** start **

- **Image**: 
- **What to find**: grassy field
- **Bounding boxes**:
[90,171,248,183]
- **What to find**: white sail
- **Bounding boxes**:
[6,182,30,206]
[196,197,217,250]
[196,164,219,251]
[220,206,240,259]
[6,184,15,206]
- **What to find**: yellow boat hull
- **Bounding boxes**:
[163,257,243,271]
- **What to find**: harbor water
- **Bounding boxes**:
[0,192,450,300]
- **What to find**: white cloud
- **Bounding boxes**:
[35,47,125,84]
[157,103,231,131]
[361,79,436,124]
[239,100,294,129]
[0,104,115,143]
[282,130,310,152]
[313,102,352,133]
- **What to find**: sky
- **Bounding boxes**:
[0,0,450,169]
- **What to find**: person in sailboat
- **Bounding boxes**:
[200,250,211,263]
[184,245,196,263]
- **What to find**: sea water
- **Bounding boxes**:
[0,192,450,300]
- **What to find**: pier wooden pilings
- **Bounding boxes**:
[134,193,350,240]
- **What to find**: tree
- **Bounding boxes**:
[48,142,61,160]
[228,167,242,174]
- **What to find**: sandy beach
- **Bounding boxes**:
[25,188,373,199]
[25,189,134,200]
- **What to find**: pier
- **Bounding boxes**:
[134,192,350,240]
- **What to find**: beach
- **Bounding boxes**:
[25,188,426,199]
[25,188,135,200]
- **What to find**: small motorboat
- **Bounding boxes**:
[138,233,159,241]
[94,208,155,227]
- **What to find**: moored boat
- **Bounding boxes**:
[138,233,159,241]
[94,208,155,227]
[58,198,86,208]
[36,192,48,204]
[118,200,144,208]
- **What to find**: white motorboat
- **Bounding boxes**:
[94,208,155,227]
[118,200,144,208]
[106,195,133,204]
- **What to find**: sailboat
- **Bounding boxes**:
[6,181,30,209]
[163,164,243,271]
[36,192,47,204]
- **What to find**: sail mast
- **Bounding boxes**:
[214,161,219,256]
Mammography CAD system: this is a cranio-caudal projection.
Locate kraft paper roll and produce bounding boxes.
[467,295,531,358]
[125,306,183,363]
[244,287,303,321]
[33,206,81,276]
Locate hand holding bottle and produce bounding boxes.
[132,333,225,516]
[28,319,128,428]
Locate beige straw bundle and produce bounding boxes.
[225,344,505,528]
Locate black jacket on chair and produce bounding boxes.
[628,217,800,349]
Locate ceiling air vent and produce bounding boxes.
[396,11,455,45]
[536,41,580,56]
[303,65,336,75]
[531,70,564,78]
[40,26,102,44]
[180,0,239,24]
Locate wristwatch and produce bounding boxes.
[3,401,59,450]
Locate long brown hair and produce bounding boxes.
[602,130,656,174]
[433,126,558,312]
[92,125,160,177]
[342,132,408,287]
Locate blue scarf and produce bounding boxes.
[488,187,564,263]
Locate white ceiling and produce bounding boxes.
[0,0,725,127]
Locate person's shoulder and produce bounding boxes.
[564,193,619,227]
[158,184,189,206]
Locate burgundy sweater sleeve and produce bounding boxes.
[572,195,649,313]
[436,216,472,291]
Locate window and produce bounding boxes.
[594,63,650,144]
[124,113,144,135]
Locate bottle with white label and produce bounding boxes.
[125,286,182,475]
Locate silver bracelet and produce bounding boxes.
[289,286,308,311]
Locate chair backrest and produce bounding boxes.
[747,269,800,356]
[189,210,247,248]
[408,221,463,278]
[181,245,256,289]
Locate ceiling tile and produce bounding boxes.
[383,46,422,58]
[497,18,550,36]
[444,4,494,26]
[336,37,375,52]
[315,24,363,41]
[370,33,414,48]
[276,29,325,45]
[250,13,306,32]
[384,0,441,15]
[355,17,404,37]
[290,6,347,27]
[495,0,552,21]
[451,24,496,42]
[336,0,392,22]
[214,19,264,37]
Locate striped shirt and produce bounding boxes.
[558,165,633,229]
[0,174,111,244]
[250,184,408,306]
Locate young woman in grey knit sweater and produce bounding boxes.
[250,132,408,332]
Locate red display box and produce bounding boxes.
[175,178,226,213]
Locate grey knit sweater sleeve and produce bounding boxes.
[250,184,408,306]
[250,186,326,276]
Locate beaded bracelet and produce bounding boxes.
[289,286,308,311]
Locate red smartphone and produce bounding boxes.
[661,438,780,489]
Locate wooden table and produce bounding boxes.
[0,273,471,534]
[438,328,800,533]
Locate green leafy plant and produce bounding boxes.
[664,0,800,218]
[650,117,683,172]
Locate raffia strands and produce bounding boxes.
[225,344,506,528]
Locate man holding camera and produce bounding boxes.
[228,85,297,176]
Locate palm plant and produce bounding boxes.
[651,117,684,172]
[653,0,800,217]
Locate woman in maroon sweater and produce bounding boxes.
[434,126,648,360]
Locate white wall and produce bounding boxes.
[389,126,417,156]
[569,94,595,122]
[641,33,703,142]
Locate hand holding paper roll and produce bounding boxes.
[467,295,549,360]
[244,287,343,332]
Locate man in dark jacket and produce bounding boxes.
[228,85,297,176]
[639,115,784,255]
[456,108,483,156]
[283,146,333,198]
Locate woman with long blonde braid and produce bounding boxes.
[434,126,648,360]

** end **

**PROBLEM TO SOLVE**: Rewrite every line above as a numbered list, leaving out any blank lines.

**CORRECT RESPONSE**:
1. - **Image**: 
2. - **What to find**: grassy field
3. - **Bounding boxes**:
4. [90,171,248,183]
5. - **What to find**: white sail
6. - **Bounding boxes**:
7. [6,182,30,206]
8. [196,197,217,250]
9. [196,164,219,251]
10. [220,206,240,259]
11. [6,184,15,206]
12. - **What to find**: yellow boat hull
13. - **Bounding boxes**:
14. [163,257,243,271]
15. - **What to find**: harbor water
16. - **Bounding boxes**:
17. [0,192,450,300]
18. - **What to find**: white cloud
19. - **Bounding boxes**:
20. [35,47,125,84]
21. [157,103,231,131]
22. [361,79,436,124]
23. [239,100,294,129]
24. [0,104,115,143]
25. [282,130,310,152]
26. [313,102,352,133]
27. - **What to find**: sky
28. - **Bounding boxes**:
29. [0,0,450,169]
30. - **What to find**: person in sailboat
31. - **Bounding boxes**:
32. [200,250,211,263]
33. [184,245,196,263]
34. - **What to find**: sea water
35. - **Bounding boxes**:
36. [0,192,450,300]
37. - **What to find**: pier wooden pilings
38. - **Bounding boxes**:
39. [134,193,350,240]
40. - **What to find**: tree
41. - **Bounding boxes**:
42. [48,142,61,160]
43. [228,167,242,174]
44. - **What to find**: sandy beach
45. - **Bounding boxes**:
46. [25,188,373,199]
47. [25,189,134,200]
48. - **What to find**: pier
49. - **Bounding boxes**:
50. [134,192,350,240]
51. - **What to find**: beach
52. - **Bounding boxes**:
53. [25,188,426,199]
54. [25,188,135,200]
55. - **What to find**: small motorboat
56. - **Bounding boxes**:
57. [138,233,159,241]
58. [94,208,155,227]
59. - **What to find**: moored boat
60. - **Bounding boxes**:
61. [138,233,159,241]
62. [94,208,155,227]
63. [58,198,86,208]
64. [36,192,48,204]
65. [118,200,144,208]
66. - **What to find**: white motorboat
67. - **Bounding boxes**:
68. [94,208,155,227]
69. [118,200,144,208]
70. [106,195,133,204]
71. - **What to find**: sailboat
72. - **Bounding boxes**:
73. [6,181,30,209]
74. [163,164,243,271]
75. [36,192,47,204]
76. - **What to find**: sail mast
77. - **Bounding boxes**:
78. [214,161,219,256]
79. Mammography CAD system: this is a cranio-caudal projection.
80. Locate kraft paper roll and produce bounding boxes.
81. [467,295,531,358]
82. [125,306,183,363]
83. [244,287,303,321]
84. [33,206,81,276]
85. Locate hand holding bottle and produce bounding boxes.
86. [132,333,225,516]
87. [28,319,128,428]
88. Locate beige straw bundle and produce bounding boxes.
89. [225,344,505,528]
90. Locate black jacket on chair and produce bounding boxes.
91. [628,217,800,349]
92. Locate ceiling air vent and produce bounding boxes.
93. [396,11,455,45]
94. [536,41,580,56]
95. [303,65,336,75]
96. [531,70,564,78]
97. [40,26,102,44]
98. [180,0,239,24]
99. Locate wristwatch and produce bounding boxes.
100. [3,401,59,450]
101. Locate long brown hair and produce bounding boxes.
102. [602,130,656,174]
103. [433,126,558,312]
104. [92,125,160,177]
105. [342,132,408,287]
106. Locate blue scarf and produce bounding boxes.
107. [488,187,564,263]
108. Locate white ceiling and produce bounding boxes.
109. [0,0,725,127]
110. Locate person's shoulder and produce bounding boxes.
111. [564,193,619,227]
112. [158,184,189,206]
113. Locate burgundy sweater sleeve and produce bounding boxes.
114. [572,195,649,313]
115. [436,216,472,291]
116. Locate window and produce bounding boxes.
117. [594,63,650,144]
118. [124,113,144,135]
119. Locate bottle with white label and produce bounding boxes.
120. [125,286,182,475]
121. Locate silver bracelet and produce bounding boxes.
122. [289,286,308,311]
123. Locate chair backrest and produce bounding boxes.
124. [747,269,800,356]
125. [189,210,247,248]
126. [408,221,463,278]
127. [181,245,256,289]
128. Locate ceiling tile and produce bounding boxes.
129. [383,46,422,58]
130. [497,18,550,36]
131. [444,4,494,26]
132. [336,37,375,52]
133. [315,24,363,41]
134. [370,33,414,48]
135. [276,29,325,45]
136. [250,13,306,32]
137. [384,0,441,15]
138. [355,17,404,37]
139. [290,6,347,27]
140. [495,0,552,21]
141. [451,24,496,42]
142. [336,0,392,22]
143. [214,19,264,37]
144. Locate striped shirt and produce bounding boxes.
145. [558,165,633,229]
146. [0,174,111,244]
147. [250,184,408,306]
148. Locate young woman in grey knit sweater and produce bounding boxes.
149. [250,132,408,332]
150. Locate red display box and produce bounding boxes.
151. [175,178,226,213]
152. Locate grey knit sweater sleeve and produce bounding boxes.
153. [250,184,408,306]
154. [250,186,326,276]
155. Locate beaded bracelet and produce bounding boxes.
156. [289,286,308,311]
157. Locate red smartphone and produce bounding boxes.
158. [661,438,780,489]
159. Locate wooden table and produce bounding boxes.
160. [0,273,471,534]
161. [438,328,800,533]
162. Locate green leafy plant and produce bounding boxes.
163. [664,0,800,218]
164. [650,117,683,172]
165. Locate raffia strands and produce bounding boxes.
166. [225,344,506,528]
167. Locate man holding camera and produce bounding boxes.
168. [228,85,297,176]
169. Locate palm plant and produce bounding boxes.
170. [651,117,684,172]
171. [653,0,800,217]
172. Locate woman in maroon sweater and produce bounding boxes.
173. [434,126,648,360]
174. Locate white wall and produce bounding boxes.
175. [389,126,417,156]
176. [569,94,595,122]
177. [641,33,703,142]
178. Locate hand holding paper roll and produce bounding boxes.
179. [467,295,549,360]
180. [244,287,343,332]
181. Locate man in dark jacket and produce bounding boxes.
182. [228,85,297,176]
183. [639,115,784,255]
184. [456,108,483,156]
185. [283,146,333,198]
186. Locate woman with long blonde braid and produce bounding boxes.
187. [434,126,648,360]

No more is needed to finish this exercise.